[Stored items from a collection]

────────────────────────────────────────

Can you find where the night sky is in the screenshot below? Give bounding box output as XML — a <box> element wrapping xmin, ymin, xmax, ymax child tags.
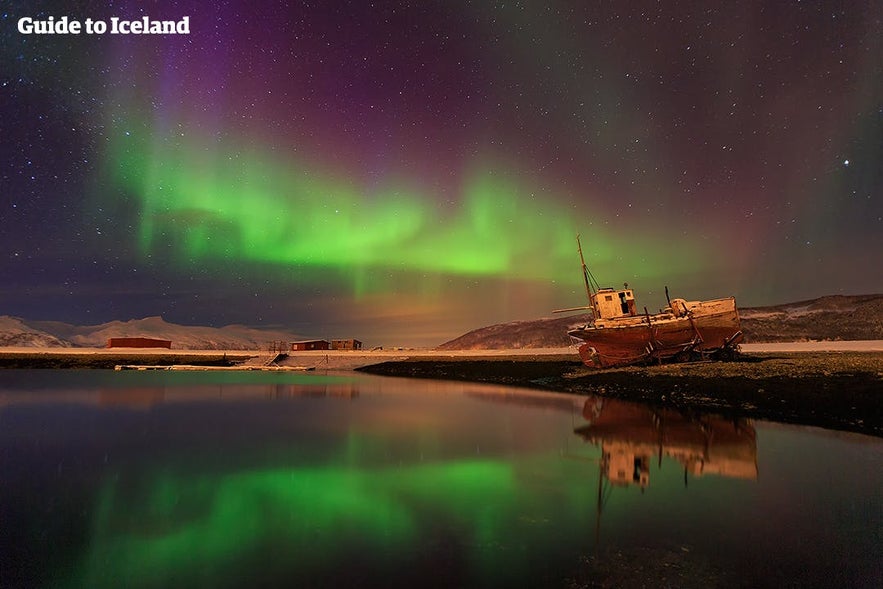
<box><xmin>2</xmin><ymin>1</ymin><xmax>881</xmax><ymax>346</ymax></box>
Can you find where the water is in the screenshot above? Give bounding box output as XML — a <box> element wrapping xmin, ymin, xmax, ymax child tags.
<box><xmin>1</xmin><ymin>370</ymin><xmax>880</xmax><ymax>588</ymax></box>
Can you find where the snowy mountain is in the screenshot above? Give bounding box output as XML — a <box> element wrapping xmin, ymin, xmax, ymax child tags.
<box><xmin>0</xmin><ymin>316</ymin><xmax>73</xmax><ymax>348</ymax></box>
<box><xmin>0</xmin><ymin>316</ymin><xmax>306</xmax><ymax>350</ymax></box>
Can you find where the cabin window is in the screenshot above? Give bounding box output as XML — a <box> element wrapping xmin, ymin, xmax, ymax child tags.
<box><xmin>618</xmin><ymin>291</ymin><xmax>629</xmax><ymax>314</ymax></box>
<box><xmin>605</xmin><ymin>295</ymin><xmax>613</xmax><ymax>301</ymax></box>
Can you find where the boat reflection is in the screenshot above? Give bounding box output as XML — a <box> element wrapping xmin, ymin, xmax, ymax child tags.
<box><xmin>574</xmin><ymin>396</ymin><xmax>757</xmax><ymax>489</ymax></box>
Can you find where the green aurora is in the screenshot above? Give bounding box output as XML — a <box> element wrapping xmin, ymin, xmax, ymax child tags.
<box><xmin>103</xmin><ymin>121</ymin><xmax>706</xmax><ymax>297</ymax></box>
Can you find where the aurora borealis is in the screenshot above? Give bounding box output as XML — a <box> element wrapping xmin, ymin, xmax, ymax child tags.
<box><xmin>2</xmin><ymin>1</ymin><xmax>881</xmax><ymax>345</ymax></box>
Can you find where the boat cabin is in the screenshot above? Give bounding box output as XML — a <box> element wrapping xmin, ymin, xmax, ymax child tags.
<box><xmin>592</xmin><ymin>287</ymin><xmax>637</xmax><ymax>319</ymax></box>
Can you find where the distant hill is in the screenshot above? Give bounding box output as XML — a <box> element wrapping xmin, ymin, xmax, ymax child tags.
<box><xmin>739</xmin><ymin>294</ymin><xmax>883</xmax><ymax>343</ymax></box>
<box><xmin>0</xmin><ymin>316</ymin><xmax>73</xmax><ymax>348</ymax></box>
<box><xmin>0</xmin><ymin>316</ymin><xmax>305</xmax><ymax>350</ymax></box>
<box><xmin>438</xmin><ymin>294</ymin><xmax>883</xmax><ymax>350</ymax></box>
<box><xmin>437</xmin><ymin>314</ymin><xmax>590</xmax><ymax>350</ymax></box>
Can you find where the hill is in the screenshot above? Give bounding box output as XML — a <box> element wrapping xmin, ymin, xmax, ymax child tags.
<box><xmin>0</xmin><ymin>316</ymin><xmax>73</xmax><ymax>348</ymax></box>
<box><xmin>739</xmin><ymin>294</ymin><xmax>883</xmax><ymax>342</ymax></box>
<box><xmin>438</xmin><ymin>294</ymin><xmax>883</xmax><ymax>350</ymax></box>
<box><xmin>437</xmin><ymin>314</ymin><xmax>589</xmax><ymax>350</ymax></box>
<box><xmin>0</xmin><ymin>316</ymin><xmax>305</xmax><ymax>350</ymax></box>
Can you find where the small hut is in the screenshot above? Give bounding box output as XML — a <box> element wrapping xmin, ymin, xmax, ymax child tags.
<box><xmin>331</xmin><ymin>339</ymin><xmax>362</xmax><ymax>351</ymax></box>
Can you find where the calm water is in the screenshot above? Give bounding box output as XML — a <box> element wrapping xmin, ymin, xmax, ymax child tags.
<box><xmin>1</xmin><ymin>370</ymin><xmax>880</xmax><ymax>588</ymax></box>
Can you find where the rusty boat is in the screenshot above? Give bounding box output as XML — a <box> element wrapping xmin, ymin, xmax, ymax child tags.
<box><xmin>555</xmin><ymin>236</ymin><xmax>743</xmax><ymax>368</ymax></box>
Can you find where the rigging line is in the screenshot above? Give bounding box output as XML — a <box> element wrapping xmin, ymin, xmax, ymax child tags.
<box><xmin>586</xmin><ymin>267</ymin><xmax>601</xmax><ymax>293</ymax></box>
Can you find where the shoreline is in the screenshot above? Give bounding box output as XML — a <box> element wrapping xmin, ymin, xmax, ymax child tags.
<box><xmin>359</xmin><ymin>350</ymin><xmax>883</xmax><ymax>439</ymax></box>
<box><xmin>1</xmin><ymin>344</ymin><xmax>881</xmax><ymax>438</ymax></box>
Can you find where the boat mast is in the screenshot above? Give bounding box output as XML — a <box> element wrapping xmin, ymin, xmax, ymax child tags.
<box><xmin>551</xmin><ymin>234</ymin><xmax>601</xmax><ymax>317</ymax></box>
<box><xmin>576</xmin><ymin>234</ymin><xmax>595</xmax><ymax>301</ymax></box>
<box><xmin>576</xmin><ymin>234</ymin><xmax>603</xmax><ymax>299</ymax></box>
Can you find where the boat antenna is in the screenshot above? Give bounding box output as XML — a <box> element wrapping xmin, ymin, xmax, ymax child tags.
<box><xmin>577</xmin><ymin>234</ymin><xmax>601</xmax><ymax>299</ymax></box>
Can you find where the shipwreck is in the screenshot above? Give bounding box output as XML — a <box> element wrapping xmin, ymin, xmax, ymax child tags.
<box><xmin>555</xmin><ymin>236</ymin><xmax>743</xmax><ymax>368</ymax></box>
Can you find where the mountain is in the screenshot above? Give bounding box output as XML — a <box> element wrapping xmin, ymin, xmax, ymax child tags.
<box><xmin>0</xmin><ymin>316</ymin><xmax>73</xmax><ymax>348</ymax></box>
<box><xmin>739</xmin><ymin>294</ymin><xmax>883</xmax><ymax>343</ymax></box>
<box><xmin>437</xmin><ymin>294</ymin><xmax>883</xmax><ymax>350</ymax></box>
<box><xmin>0</xmin><ymin>316</ymin><xmax>306</xmax><ymax>350</ymax></box>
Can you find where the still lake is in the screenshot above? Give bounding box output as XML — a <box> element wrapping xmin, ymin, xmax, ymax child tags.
<box><xmin>1</xmin><ymin>370</ymin><xmax>880</xmax><ymax>588</ymax></box>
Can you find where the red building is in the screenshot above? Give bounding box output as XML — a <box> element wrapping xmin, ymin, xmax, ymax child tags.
<box><xmin>290</xmin><ymin>340</ymin><xmax>330</xmax><ymax>351</ymax></box>
<box><xmin>106</xmin><ymin>337</ymin><xmax>172</xmax><ymax>349</ymax></box>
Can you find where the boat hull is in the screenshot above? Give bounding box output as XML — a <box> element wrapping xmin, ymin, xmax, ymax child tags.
<box><xmin>569</xmin><ymin>298</ymin><xmax>743</xmax><ymax>368</ymax></box>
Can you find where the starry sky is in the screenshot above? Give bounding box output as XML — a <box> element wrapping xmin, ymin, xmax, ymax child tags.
<box><xmin>2</xmin><ymin>1</ymin><xmax>881</xmax><ymax>346</ymax></box>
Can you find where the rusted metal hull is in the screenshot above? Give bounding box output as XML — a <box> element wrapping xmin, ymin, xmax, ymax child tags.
<box><xmin>569</xmin><ymin>299</ymin><xmax>743</xmax><ymax>368</ymax></box>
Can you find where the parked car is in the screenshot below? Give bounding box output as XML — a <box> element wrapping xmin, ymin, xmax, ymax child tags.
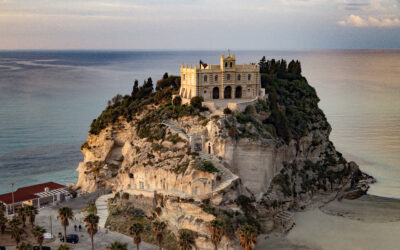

────────────────────────────────────────

(Work task):
When you copy the records above, keep every word exact and leave out the pictures they contain.

(Output for this task):
Can you find where the night sky is in the screenshot below? Give bounding box output as XML — a <box> element wrapping xmin, ymin, xmax, ymax child tags.
<box><xmin>2</xmin><ymin>1</ymin><xmax>881</xmax><ymax>346</ymax></box>
Can you find where the water is in the screenshot above? Give bounding box output as XML — a <box> element wrapping xmin, ymin, xmax, ymax child tags.
<box><xmin>1</xmin><ymin>370</ymin><xmax>880</xmax><ymax>588</ymax></box>
Can you find where the snowy mountain is in the screenshot above? Give bounding box output as XML — a <box> element wrapping xmin, ymin, xmax, ymax child tags.
<box><xmin>0</xmin><ymin>316</ymin><xmax>73</xmax><ymax>348</ymax></box>
<box><xmin>0</xmin><ymin>316</ymin><xmax>306</xmax><ymax>350</ymax></box>
Can you find where the cabin window is in the screenshot above? Give bounding box output as XML — a <box> element wrapping xmin, ymin, xmax, ymax child tags.
<box><xmin>618</xmin><ymin>291</ymin><xmax>629</xmax><ymax>314</ymax></box>
<box><xmin>605</xmin><ymin>295</ymin><xmax>613</xmax><ymax>301</ymax></box>
Can you find where the boat reflection is in the screenshot above? Give bounding box output as XML — a <box> element wrapping xmin, ymin, xmax, ymax child tags.
<box><xmin>574</xmin><ymin>396</ymin><xmax>757</xmax><ymax>489</ymax></box>
Can you find where the green aurora is in the screenshot above? Give bounding box output as XML — a <box> element wrapping xmin, ymin, xmax, ymax child tags.
<box><xmin>103</xmin><ymin>121</ymin><xmax>706</xmax><ymax>297</ymax></box>
Can you find where the aurora borealis is in the screenshot above? Give bounding box output as XML — a <box> element wrapping xmin, ymin, xmax, ymax child tags.
<box><xmin>2</xmin><ymin>1</ymin><xmax>881</xmax><ymax>345</ymax></box>
Can you find where the boat cabin is in the screenshot above? Give bounding box output as XML — a <box> element wrapping xmin, ymin, xmax, ymax child tags.
<box><xmin>592</xmin><ymin>287</ymin><xmax>637</xmax><ymax>319</ymax></box>
Can you find where the distant hill is in the screenshot above? Give bounding box output as XML — a <box> element wrapping xmin, ymin, xmax, ymax child tags.
<box><xmin>739</xmin><ymin>294</ymin><xmax>883</xmax><ymax>343</ymax></box>
<box><xmin>0</xmin><ymin>316</ymin><xmax>73</xmax><ymax>348</ymax></box>
<box><xmin>0</xmin><ymin>316</ymin><xmax>305</xmax><ymax>350</ymax></box>
<box><xmin>438</xmin><ymin>294</ymin><xmax>883</xmax><ymax>350</ymax></box>
<box><xmin>437</xmin><ymin>314</ymin><xmax>590</xmax><ymax>350</ymax></box>
Can you find where the hill is in the screenshot above? Give bounding box output as XML — a <box> element wrapping xmin, ymin, xmax, ymax child tags.
<box><xmin>0</xmin><ymin>316</ymin><xmax>73</xmax><ymax>348</ymax></box>
<box><xmin>739</xmin><ymin>294</ymin><xmax>883</xmax><ymax>342</ymax></box>
<box><xmin>438</xmin><ymin>294</ymin><xmax>883</xmax><ymax>350</ymax></box>
<box><xmin>437</xmin><ymin>314</ymin><xmax>589</xmax><ymax>350</ymax></box>
<box><xmin>0</xmin><ymin>316</ymin><xmax>305</xmax><ymax>350</ymax></box>
Can you find where the small hut is in the screenshot above? Give bounding box output as XML — a <box> element wrapping xmin, ymin, xmax, ymax child tags.
<box><xmin>331</xmin><ymin>339</ymin><xmax>362</xmax><ymax>351</ymax></box>
Can you find where the calm water is in the screenshot above? Give bounding box output as XML — a <box> element wrapping xmin, ymin, xmax, ymax child tags.
<box><xmin>1</xmin><ymin>370</ymin><xmax>880</xmax><ymax>588</ymax></box>
Can you find where the rusty boat is in the screenshot above? Give bounding box output as XML — a <box> element wrapping xmin, ymin, xmax, ymax child tags.
<box><xmin>555</xmin><ymin>236</ymin><xmax>743</xmax><ymax>368</ymax></box>
Can you find where the rigging line is in the screenshot above? Give bounding box output as XML — a <box> element wrapping xmin, ymin, xmax, ymax child tags.
<box><xmin>586</xmin><ymin>267</ymin><xmax>601</xmax><ymax>293</ymax></box>
Can you find where the shoreline is in the screenshot above? Give bounding box output as XML — a <box> element wrapping xmin, ymin, xmax, ymax child tags.
<box><xmin>359</xmin><ymin>350</ymin><xmax>883</xmax><ymax>439</ymax></box>
<box><xmin>1</xmin><ymin>344</ymin><xmax>881</xmax><ymax>438</ymax></box>
Can you find where the boat mast is in the screenshot above? Give bounding box output as XML — a <box> element wrapping xmin, ymin, xmax, ymax child tags.
<box><xmin>551</xmin><ymin>234</ymin><xmax>601</xmax><ymax>317</ymax></box>
<box><xmin>576</xmin><ymin>234</ymin><xmax>595</xmax><ymax>301</ymax></box>
<box><xmin>576</xmin><ymin>234</ymin><xmax>603</xmax><ymax>299</ymax></box>
Can you find where the boat antenna is in the screenshot above? Give bounding box output as XML — a <box> element wrapping xmin, ymin, xmax, ymax child tags.
<box><xmin>577</xmin><ymin>234</ymin><xmax>601</xmax><ymax>299</ymax></box>
Can you find where the shipwreck is in the screenshot above? Give bounding box output as XML — a <box> element wrapping xmin, ymin, xmax, ymax child tags.
<box><xmin>555</xmin><ymin>236</ymin><xmax>743</xmax><ymax>368</ymax></box>
Can you find where the mountain is in the screenshot above? Give bounding box output as XML — a <box> element wrapping xmin, ymin, xmax, ymax child tags.
<box><xmin>0</xmin><ymin>316</ymin><xmax>73</xmax><ymax>348</ymax></box>
<box><xmin>739</xmin><ymin>294</ymin><xmax>883</xmax><ymax>343</ymax></box>
<box><xmin>437</xmin><ymin>294</ymin><xmax>883</xmax><ymax>350</ymax></box>
<box><xmin>0</xmin><ymin>316</ymin><xmax>306</xmax><ymax>350</ymax></box>
Can you find where the still lake is in the screenshot above? Give bounding box output as XML — a <box> element wrapping xmin, ymin, xmax, ymax child tags.
<box><xmin>1</xmin><ymin>370</ymin><xmax>880</xmax><ymax>588</ymax></box>
Can you find where the red building is in the screenshot above? Give bounding box output as XML — a <box> element wrapping xmin, ymin, xmax, ymax child tags.
<box><xmin>290</xmin><ymin>340</ymin><xmax>330</xmax><ymax>351</ymax></box>
<box><xmin>106</xmin><ymin>337</ymin><xmax>172</xmax><ymax>349</ymax></box>
Can you find where the boat hull is in the screenshot above? Give bounding box output as XML — a <box> element wrapping xmin, ymin, xmax, ymax child tags.
<box><xmin>569</xmin><ymin>298</ymin><xmax>743</xmax><ymax>368</ymax></box>
Can you find where the starry sky is in the screenshot above? Give bounding box output as XML — a <box> element wrapping xmin, ymin, xmax, ymax child tags.
<box><xmin>2</xmin><ymin>1</ymin><xmax>881</xmax><ymax>346</ymax></box>
Can you find where the rusted metal hull is in the screenshot above? Give bounding box output as XML — a <box> element wrapping xmin, ymin, xmax, ymax child tags.
<box><xmin>569</xmin><ymin>299</ymin><xmax>743</xmax><ymax>368</ymax></box>
Can you find where the parked car is in the screenshot below? Give bounding box output as XML — a <box> element wrapping xmin, ymin, xmax, ymax child tags.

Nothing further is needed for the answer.